Task item:
Only the closing portion of the entries is to be reproduced: the line containing "Can you see the mouth?" through the very last line, exactly as written.

START Dataset

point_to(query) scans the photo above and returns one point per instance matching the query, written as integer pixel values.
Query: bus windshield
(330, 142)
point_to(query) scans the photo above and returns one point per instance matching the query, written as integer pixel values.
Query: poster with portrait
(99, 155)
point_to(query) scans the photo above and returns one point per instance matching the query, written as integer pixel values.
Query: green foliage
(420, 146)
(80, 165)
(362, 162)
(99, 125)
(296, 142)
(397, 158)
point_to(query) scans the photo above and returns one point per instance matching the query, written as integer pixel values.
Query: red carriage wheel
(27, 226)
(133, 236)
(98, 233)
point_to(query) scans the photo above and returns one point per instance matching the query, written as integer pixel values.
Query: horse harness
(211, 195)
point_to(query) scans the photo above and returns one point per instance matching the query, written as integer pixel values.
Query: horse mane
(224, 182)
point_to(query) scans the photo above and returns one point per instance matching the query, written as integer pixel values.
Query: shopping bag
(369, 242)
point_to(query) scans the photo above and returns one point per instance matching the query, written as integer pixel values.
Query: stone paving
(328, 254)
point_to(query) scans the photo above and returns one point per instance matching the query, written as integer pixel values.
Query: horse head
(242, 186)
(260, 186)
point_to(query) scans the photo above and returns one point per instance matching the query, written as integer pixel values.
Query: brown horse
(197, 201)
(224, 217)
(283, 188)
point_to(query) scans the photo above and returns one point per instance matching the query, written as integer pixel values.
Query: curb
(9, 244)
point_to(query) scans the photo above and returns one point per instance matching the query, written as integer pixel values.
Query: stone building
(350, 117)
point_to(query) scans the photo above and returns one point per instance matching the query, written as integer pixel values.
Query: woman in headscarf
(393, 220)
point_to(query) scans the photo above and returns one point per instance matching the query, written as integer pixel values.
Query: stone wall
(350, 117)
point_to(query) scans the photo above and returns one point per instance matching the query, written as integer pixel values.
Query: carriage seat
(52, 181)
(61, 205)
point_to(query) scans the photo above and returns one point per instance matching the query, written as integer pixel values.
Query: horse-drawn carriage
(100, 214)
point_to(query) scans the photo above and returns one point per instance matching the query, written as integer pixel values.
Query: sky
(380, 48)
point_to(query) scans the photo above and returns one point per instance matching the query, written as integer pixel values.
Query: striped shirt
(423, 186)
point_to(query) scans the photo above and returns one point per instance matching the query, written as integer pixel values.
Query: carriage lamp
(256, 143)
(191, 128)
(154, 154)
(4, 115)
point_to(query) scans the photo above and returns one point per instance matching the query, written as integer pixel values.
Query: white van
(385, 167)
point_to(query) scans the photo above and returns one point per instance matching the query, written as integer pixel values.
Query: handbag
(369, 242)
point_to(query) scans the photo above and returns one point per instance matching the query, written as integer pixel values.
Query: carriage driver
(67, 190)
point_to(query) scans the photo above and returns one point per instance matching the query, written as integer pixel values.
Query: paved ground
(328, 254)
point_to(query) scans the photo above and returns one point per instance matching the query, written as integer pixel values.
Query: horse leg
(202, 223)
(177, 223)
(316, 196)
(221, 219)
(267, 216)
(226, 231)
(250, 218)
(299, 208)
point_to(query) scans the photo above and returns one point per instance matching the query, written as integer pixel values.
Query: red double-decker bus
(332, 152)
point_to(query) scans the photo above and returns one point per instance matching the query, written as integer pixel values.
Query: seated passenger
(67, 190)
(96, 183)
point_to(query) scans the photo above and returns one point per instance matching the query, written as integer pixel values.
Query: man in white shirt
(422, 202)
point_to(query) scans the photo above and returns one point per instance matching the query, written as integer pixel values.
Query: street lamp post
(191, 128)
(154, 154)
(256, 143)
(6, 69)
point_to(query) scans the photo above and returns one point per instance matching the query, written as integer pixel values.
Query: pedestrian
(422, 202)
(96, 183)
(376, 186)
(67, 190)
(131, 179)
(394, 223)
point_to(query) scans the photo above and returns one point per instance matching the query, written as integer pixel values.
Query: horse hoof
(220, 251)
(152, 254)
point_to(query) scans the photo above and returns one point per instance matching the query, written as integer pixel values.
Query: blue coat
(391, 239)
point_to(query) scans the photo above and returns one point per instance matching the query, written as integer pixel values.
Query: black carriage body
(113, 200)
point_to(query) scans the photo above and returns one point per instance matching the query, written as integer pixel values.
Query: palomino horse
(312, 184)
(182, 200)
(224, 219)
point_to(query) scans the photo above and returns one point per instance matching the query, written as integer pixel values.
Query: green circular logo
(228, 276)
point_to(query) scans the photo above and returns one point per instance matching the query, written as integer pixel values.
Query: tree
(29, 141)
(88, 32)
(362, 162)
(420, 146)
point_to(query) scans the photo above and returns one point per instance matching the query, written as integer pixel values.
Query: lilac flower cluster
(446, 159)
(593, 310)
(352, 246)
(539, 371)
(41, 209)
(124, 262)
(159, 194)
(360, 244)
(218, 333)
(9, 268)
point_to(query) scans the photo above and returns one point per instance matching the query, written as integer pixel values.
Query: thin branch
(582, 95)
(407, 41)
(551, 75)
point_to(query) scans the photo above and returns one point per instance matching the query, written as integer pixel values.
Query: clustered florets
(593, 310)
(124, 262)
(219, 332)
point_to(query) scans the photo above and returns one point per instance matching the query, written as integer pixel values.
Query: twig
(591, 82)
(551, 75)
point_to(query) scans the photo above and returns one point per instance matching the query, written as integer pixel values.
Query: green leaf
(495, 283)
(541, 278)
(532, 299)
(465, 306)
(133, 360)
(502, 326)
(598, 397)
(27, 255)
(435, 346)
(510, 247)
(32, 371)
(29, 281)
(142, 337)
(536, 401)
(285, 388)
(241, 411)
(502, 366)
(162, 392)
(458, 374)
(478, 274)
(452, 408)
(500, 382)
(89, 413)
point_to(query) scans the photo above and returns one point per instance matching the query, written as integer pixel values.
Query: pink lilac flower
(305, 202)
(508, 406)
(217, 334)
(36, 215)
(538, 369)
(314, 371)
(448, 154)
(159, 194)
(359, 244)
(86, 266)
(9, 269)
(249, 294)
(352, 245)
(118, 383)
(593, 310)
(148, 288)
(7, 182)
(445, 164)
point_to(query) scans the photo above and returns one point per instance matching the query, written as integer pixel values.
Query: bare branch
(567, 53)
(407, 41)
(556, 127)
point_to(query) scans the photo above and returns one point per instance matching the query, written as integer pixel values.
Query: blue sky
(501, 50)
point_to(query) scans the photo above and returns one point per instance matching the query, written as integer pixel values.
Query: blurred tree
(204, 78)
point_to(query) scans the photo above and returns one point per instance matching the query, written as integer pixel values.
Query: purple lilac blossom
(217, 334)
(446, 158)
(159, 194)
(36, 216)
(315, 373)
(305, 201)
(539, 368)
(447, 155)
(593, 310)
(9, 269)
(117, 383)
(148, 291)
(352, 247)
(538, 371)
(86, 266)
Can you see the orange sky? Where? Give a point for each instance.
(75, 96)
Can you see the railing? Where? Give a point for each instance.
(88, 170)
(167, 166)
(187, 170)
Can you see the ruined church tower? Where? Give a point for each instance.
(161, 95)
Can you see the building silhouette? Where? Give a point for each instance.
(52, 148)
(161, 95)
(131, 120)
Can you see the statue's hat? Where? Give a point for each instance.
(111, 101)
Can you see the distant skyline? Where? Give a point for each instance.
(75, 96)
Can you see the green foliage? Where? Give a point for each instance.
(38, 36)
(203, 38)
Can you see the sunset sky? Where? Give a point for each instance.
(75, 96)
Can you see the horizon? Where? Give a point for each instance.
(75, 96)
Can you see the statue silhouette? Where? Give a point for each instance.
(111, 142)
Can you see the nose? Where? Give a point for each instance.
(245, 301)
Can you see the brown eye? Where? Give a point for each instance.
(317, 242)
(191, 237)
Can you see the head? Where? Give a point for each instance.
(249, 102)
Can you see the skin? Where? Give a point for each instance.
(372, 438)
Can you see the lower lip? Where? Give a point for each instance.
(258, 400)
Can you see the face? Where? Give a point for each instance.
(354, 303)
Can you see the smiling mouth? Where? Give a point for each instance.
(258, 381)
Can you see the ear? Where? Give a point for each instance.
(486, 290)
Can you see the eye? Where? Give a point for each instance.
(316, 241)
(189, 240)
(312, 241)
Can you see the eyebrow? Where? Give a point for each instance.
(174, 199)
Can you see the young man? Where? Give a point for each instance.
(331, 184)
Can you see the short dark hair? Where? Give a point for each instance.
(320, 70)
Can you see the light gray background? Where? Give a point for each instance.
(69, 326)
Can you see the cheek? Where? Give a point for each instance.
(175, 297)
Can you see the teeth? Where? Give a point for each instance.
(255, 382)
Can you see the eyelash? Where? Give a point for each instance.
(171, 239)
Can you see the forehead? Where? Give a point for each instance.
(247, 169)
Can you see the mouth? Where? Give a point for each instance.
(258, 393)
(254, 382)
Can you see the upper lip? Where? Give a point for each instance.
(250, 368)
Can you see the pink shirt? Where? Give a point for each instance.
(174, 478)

END Dataset

Solution to the exercise:
Can you see the mouth? Where? Give a point for each instance.
(258, 393)
(254, 382)
Can you see the upper lip? Where? Give a point for each instance.
(250, 368)
Can you see the pink shirt? Where? Give a point for each instance.
(174, 478)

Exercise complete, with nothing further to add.